Recovery

“A Lot of My Friends Have Passed Because of This”: Edward James Olmos Discusses His Cancer Journey

The Battlestar Galactica hero details his hard road back.
Edward James Olmos speaks on stage during a screening of Stand and Deliver during the 2023 TCM Classic Film Festival on...
Edward James Olmos speaks on stage during a screening of "Stand and Deliver" during the 2023 TCM Classic Film Festival on April 16, 2023 in Los Angeles, California. By Jerod Harris/Getty Images

Edward James Olmos appeared on the Mando & Friends podcast with Mando Fresko this week, discussing, for the first time, that he has been fighting throat cancer. The 76-year-old Emmy-winner and Oscar-nominee concluded radiation and chemo in December, and has been working to regain his strength since. He did not spare listeners from some of the more brutal aspects of his treatment.

“The doctors would say right before I started, ‘There’s only one thing we have to tell you, we do not know what you’re gonna sound like.’” He continued, “We’re shooting your vocal cords, we’re shooting your throat; where you eat, where you swallow, where you talk, breathe, everything goes through here.” He said he still had a bump on his lymph nodes, which were burned out by radiation.

“It becomes the hardest place to shoot, to use radiation and chemo,” he said, adding, “a lot of my friends have passed because of this. It’s a very strong disease.”

He further explained that he lost 55 pounds and all of his muscle mass during treatment. “I was in good condition—and I still am,” he said. “I swim a mile a day at least, sometimes two miles a day. Every day, seven days a week. And then I row, and I do weights.” But it took a while to get there:

“There were times in the months that I was undergoing the treatments that the body gives up. And I didn’t want to take my food through my stomach. They wanted to put tubes in and feed me nutrients because I couldn’t swallow. They had to get 2,500 calories into my body every day. That was ridiculous, that was so hard.”

"It was an experience that changed me, the understanding of how wonderful this life is," he concluded. "I've been through some experiences that have gotten me close to death, but that was close.”

(Stored entries)
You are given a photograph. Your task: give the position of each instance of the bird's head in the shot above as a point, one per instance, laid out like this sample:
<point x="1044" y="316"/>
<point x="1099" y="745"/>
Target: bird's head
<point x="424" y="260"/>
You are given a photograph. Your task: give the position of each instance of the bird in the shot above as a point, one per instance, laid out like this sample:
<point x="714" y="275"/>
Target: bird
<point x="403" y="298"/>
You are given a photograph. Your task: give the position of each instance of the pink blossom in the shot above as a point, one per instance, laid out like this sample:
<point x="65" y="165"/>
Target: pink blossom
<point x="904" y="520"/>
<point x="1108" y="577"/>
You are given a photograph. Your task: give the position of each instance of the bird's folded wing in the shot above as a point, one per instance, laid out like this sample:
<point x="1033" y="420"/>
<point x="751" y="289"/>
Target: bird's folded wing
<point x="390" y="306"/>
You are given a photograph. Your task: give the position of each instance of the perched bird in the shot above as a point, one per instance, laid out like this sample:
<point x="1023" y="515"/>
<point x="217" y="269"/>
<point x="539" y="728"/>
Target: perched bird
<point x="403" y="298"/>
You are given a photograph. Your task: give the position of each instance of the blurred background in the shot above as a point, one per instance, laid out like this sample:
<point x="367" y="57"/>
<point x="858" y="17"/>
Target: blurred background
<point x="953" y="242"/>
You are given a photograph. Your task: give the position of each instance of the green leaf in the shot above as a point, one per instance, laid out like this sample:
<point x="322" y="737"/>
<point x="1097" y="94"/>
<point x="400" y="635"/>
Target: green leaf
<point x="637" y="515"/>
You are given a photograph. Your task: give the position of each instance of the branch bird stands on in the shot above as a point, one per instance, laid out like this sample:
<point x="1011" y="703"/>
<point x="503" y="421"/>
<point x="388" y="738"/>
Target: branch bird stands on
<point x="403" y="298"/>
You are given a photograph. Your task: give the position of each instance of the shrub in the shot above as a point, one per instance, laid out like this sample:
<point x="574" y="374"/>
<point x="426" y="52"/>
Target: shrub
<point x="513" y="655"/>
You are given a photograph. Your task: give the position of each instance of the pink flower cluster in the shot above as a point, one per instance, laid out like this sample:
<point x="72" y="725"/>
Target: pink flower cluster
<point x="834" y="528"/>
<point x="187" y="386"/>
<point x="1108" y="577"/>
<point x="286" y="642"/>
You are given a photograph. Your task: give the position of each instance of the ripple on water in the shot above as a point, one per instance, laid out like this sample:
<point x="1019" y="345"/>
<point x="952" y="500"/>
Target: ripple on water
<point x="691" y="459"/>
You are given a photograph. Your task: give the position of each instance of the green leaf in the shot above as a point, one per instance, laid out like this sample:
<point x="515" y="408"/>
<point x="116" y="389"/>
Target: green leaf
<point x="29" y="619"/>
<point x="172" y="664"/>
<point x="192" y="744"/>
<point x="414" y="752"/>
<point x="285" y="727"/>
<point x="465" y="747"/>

→ Work request: Write a continuation of the article about Edward James Olmos's throat cancer treatment, beginning right after its final sentence. The records play no part in this exercise.

→ Result of this task:
Edward James Olmos first came to prominence in the early 1980s in films like Blade Runner (he has the eerie last line) and Wolfen (you may recall a scene between him and Albert Finney atop the steel beams of the Manhattan Bridge), then appeared 106 episodes of Miami Vice as Lt. Martin Castillo. He was nominated for two Emmys for the role, winning in 1985. 

In 1988 he was nominated for an Oscar for his leading role in Stand and Deliver, a sleeper hit about the inspirational Bolivian-American mathematics teacher Jaime Escalante. In 1992, Olmos directed and starred in American Me, a Mexican-American crime epic. In 1996, he starred in one of the weirdest low-budget movies of the American independent movement of the era, the erotic fish tale Caught, and in 1997 starred as Abraham Quintanilla Jr. in Selena.

In 1997 he co-founded the Los Angeles Latino International Film Festival, and in 1998 he founded the nonprofit Latino Public Broadcasting.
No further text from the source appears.